* [Extrait proposé]:
En chemin, nous avons cru repérer deux divergences, assez générales vis à vis des "Psys", pour qu'elles méritent un développement.

Premier petit désaccord : non, M. le Psy, l'informatique n'est pas coupable d'une catastrophe récente de l'esprit humain. L'informatique est une technique, il faut la distinguer de son usage, qui peut effectivement être nuisible, notamment par des fanatiques ou par des malins sans scrupule. En revanche, le Web apporte une dimension nouvelle dans l'outillage des manipulations et l'inoculation des maladies de la pensée. Mais ni l'apparition des maladies de la pensée, ni le déploiement des propagandes manipulatoires ne sont imputables à l'informatique. "Ce qui est nouveau avec le Web, c'est le niveau de généralité et d'instantanéité de la diffusion événementielle, d'où la perte des lettres (au sens de la recherche d'une expression juste et réfléchie), d'où la dévalorisation de l'intermédiation (remplacée par des réseaux répéteurs), d'où l'assujettissement de nos esprits à un vécu formel d'émotions normalisées."

Entrées de données collectées

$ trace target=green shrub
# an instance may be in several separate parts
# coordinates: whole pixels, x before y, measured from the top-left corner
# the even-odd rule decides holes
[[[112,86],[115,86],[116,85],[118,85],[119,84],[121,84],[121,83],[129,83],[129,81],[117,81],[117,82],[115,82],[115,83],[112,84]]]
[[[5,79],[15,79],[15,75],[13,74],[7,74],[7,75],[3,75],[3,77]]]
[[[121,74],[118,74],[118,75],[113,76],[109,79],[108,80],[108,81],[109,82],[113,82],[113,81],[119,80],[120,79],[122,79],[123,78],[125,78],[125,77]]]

* [Exercices]:
1. Dans l'extrait sur l'informatique et les « Psys », mettez sous forme de liste le paragraphe qui commence par « Premier petit désaccord ». Conservez-en les idées principales.
2. Poursuivez l'extrait sur l'informatique et les « Psys » à partir de sa dernière phrase.

* [Corrigé]:
1.
- L'informatique n'est pas coupable d'une catastrophe récente de l'esprit humain.
- C'est une technique, qu'il faut distinguer de son usage. Cet usage peut être nuisible, notamment chez des fanatiques ou des malins sans scrupule.
- Le Web apporte toutefois une dimension nouvelle aux outils de manipulation et à l'inoculation des maladies de la pensée.
- Ni l'apparition de ces maladies ni le déploiement des propagandes manipulatoires ne sont imputables à l'informatique.
- La nouveauté du Web tient à la généralité et à l'instantanéité de la diffusion événementielle. Il en découle la perte des lettres et la dévalorisation de l'intermédiation, remplacée par des réseaux répéteurs. Il en découle aussi l'assujettissement des esprits à un vécu formel d'émotions normalisées.

2.
Au total, concernant ce premier désaccord, nos analyses sont différentes de celles de R. Gori, mais certainement pas les conséquences que l'on peut en tirer.

Deuxième désaccord, plus profond. La plupart des ouvrages admettent que le langage articulé est une caractéristique humaine, et même qu'il serait le propre de l'homme. Au contraire de cette affirmation sans nuance, nous soutenons l'hypothèse que la capacité humaine de créer des étiquettes de comportement pourrait précéder le langage, et même en être la source.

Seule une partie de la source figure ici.